# PROBLEM REQUIREMENTS
Lines before the one containing "Point out the black" are excluded; print that line and every line after it through the end of the material below, exactly.

Start of WORKING DATA

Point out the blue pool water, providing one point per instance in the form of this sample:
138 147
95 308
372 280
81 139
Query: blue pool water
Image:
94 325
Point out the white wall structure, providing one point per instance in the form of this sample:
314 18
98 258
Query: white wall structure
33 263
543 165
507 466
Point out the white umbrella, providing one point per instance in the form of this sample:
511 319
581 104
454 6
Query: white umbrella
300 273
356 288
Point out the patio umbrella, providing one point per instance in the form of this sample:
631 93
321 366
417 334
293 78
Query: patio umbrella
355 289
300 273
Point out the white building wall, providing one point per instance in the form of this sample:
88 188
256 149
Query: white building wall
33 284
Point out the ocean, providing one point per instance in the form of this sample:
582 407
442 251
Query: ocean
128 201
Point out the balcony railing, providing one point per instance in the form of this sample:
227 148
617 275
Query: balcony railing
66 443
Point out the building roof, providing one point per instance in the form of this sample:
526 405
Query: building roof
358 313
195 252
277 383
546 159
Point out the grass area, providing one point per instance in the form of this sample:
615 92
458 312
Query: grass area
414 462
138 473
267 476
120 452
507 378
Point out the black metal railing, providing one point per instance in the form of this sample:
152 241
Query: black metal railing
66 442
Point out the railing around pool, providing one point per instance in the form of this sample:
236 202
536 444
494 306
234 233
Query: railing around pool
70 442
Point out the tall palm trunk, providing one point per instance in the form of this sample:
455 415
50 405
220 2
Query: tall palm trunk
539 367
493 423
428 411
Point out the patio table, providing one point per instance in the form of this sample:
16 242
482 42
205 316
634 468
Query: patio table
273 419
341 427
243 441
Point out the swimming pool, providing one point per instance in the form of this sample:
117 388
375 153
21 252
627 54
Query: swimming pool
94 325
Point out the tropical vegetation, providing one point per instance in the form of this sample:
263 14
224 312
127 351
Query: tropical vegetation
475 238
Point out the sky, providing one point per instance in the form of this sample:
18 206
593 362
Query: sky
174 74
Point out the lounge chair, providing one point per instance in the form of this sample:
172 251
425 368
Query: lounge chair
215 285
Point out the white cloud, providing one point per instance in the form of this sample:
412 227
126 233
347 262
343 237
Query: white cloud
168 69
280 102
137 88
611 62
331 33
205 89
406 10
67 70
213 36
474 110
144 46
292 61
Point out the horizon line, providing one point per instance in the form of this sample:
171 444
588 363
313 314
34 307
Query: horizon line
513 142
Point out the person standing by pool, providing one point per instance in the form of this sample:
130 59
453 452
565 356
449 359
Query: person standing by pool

End of WORKING DATA

# COMPLETE RESPONSE
Point out the black metal railing, providing one point per instance in the form of this sample:
152 241
Query: black metal railing
66 442
Point out the railing around pool, providing one point per instance in the form of this sample:
236 202
536 444
494 306
234 233
Query: railing around pool
70 442
Point out the tall palm trunk, providing one point per instance in the form of this sample:
455 415
50 405
220 2
Query: tall palm trunk
539 367
493 423
428 411
Point out the patio table, providing one point per instance in the form of this sample:
16 242
482 42
205 316
634 468
Query: patio table
273 419
341 427
243 441
Point out the swimming pool, providing one point per instance in the form of this sample:
117 388
375 153
21 252
627 54
Query: swimming pool
94 325
Point out the tropical vegetation, providing one point per instance in the form of this sample:
263 14
224 312
127 351
Query: tropical vegetation
475 238
Point out the sky, providing one point per instance in the form of this sample:
18 206
593 362
Query: sky
174 74
Point out the lounge chair, providing one point per instance in the form of this sample:
172 251
425 368
Query: lounge chair
215 285
Point out the white cloud, providing one point per instance in the form of this sample:
412 227
126 233
347 262
343 237
Query: white cloud
168 69
280 102
137 88
611 62
331 33
205 89
406 10
67 70
213 36
474 110
144 46
292 61
Point out the horizon line, providing one point per instance in the form of this sample:
171 444
588 363
313 314
34 307
Query: horizon line
513 142
Point out the person standing by pool, providing one point per instance in the form of this sample:
130 59
453 452
565 356
449 359
Query: person standing by pool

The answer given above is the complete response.